◆ What the exercise asks: Can you lay out the rows from the line with "for white canopy" up to and including the line with "[692,654,753,727]" as a Markdown table with the columns Number and Line, leaving out any blank lines?

◆ The data:
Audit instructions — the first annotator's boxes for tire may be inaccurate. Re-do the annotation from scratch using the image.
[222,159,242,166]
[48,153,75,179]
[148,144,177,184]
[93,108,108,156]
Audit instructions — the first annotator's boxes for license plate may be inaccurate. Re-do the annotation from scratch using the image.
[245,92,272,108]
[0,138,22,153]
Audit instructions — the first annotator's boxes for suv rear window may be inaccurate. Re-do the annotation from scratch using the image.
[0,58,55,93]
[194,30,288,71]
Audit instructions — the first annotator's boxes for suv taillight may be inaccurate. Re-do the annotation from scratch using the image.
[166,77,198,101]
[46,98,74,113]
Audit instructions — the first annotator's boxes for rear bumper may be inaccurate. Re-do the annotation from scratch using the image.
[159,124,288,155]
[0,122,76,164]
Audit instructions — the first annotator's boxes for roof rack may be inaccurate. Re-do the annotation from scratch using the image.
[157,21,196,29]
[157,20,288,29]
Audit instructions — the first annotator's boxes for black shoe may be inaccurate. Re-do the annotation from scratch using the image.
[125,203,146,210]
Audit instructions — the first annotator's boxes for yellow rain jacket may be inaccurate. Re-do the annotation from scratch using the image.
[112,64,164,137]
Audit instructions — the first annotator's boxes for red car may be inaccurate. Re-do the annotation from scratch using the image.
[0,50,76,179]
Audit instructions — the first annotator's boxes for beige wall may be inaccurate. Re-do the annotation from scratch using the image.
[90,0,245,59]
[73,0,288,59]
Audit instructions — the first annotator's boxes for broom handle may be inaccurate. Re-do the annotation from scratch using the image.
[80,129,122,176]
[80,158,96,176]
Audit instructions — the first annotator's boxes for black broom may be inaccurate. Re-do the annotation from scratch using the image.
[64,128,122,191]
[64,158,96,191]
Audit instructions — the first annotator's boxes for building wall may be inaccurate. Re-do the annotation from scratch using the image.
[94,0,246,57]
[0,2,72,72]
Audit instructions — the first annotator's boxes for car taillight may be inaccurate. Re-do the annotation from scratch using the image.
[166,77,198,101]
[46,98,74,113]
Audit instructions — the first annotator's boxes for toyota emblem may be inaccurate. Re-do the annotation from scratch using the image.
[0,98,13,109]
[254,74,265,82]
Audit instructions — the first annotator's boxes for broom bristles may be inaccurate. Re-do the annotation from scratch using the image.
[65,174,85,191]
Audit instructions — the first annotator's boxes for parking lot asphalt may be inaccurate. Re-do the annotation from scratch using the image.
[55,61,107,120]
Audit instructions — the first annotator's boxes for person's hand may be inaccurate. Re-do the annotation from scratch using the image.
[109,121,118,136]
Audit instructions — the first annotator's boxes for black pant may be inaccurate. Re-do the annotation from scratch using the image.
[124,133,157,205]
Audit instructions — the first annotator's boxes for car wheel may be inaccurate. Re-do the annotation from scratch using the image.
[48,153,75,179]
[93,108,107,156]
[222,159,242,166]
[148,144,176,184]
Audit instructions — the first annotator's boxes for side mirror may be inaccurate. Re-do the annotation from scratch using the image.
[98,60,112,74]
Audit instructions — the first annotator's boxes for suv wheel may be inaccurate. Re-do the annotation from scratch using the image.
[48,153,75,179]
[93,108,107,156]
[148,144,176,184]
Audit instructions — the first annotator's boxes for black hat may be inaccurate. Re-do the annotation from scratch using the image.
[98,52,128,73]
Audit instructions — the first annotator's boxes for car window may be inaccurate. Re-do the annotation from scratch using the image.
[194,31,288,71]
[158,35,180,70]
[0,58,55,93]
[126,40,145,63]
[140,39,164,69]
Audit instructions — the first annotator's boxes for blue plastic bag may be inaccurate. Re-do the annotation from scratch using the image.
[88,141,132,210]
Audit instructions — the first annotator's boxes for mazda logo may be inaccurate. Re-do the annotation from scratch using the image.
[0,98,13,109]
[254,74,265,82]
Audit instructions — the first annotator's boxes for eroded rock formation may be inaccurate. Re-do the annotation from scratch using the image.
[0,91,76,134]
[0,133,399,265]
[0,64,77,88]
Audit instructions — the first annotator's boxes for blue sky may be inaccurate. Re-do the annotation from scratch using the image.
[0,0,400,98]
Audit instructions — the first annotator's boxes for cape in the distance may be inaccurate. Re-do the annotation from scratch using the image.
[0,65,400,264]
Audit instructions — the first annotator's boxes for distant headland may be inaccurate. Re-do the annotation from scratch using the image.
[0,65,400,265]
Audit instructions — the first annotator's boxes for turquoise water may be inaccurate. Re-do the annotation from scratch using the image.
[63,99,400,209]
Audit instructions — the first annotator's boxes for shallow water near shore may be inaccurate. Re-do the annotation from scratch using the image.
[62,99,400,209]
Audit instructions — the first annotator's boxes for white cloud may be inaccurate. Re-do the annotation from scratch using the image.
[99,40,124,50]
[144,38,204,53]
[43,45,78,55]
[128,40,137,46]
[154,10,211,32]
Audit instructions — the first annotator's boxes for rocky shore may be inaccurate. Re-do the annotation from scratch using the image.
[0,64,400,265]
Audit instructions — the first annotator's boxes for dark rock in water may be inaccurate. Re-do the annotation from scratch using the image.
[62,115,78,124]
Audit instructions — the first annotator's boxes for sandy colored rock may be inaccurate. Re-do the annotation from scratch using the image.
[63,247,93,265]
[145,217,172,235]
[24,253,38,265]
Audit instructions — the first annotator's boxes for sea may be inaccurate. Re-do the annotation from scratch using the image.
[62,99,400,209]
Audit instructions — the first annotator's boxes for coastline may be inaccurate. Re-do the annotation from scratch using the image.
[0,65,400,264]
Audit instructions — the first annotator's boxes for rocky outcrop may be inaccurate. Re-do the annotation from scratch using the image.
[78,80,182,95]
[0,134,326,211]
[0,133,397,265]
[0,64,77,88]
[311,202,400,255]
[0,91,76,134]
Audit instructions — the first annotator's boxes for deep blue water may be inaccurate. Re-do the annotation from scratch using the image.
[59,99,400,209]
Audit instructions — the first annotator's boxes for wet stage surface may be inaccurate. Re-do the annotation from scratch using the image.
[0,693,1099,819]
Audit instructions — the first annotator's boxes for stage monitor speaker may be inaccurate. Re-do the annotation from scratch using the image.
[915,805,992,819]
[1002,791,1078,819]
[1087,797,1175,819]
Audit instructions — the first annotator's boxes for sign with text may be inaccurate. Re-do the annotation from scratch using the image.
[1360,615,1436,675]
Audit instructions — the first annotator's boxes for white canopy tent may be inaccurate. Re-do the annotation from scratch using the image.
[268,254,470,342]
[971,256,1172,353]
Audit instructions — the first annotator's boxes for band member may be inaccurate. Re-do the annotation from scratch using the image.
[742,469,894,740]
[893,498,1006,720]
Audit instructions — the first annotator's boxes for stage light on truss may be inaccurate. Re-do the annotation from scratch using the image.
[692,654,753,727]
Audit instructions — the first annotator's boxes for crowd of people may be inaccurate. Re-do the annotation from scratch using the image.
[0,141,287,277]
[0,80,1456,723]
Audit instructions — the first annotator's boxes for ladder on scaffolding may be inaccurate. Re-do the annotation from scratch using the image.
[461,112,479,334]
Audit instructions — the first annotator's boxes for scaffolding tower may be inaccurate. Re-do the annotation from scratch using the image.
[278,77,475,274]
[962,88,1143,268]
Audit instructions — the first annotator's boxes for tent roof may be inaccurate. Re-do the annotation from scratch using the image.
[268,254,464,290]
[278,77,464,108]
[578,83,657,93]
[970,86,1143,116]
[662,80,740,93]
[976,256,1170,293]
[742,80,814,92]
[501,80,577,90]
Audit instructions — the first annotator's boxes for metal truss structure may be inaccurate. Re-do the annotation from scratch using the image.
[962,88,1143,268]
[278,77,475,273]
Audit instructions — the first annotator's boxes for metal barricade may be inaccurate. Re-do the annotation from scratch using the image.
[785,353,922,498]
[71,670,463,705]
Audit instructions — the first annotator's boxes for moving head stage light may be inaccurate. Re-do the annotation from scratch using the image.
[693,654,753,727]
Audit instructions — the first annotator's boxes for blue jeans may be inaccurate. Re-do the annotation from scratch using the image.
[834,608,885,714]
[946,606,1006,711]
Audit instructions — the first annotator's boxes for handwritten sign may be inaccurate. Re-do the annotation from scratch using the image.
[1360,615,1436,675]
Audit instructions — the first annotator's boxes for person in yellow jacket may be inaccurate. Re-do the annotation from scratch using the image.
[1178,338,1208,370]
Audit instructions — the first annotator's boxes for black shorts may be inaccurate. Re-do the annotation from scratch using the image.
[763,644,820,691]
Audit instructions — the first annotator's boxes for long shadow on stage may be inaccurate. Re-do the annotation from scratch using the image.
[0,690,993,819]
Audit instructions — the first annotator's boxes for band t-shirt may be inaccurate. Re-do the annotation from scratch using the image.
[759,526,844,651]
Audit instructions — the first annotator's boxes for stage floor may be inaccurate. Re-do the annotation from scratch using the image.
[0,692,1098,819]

◆ Full output:
| Number | Line |
|---|---|
| 1 | Audit instructions — the first annotator's boxes for white canopy tent may be inaccurate. Re-do the annotation from scratch using the image. |
| 2 | [268,254,470,342] |
| 3 | [971,256,1172,353] |
| 4 | Audit instructions — the first annotator's boxes for band member may be inaccurate. Re-do the annotation from scratch using the image. |
| 5 | [742,469,894,740] |
| 6 | [893,498,1006,720] |
| 7 | Audit instructions — the first annotator's boxes for stage light on truss may be inaccurate. Re-do the annotation from scratch using the image. |
| 8 | [692,654,753,727] |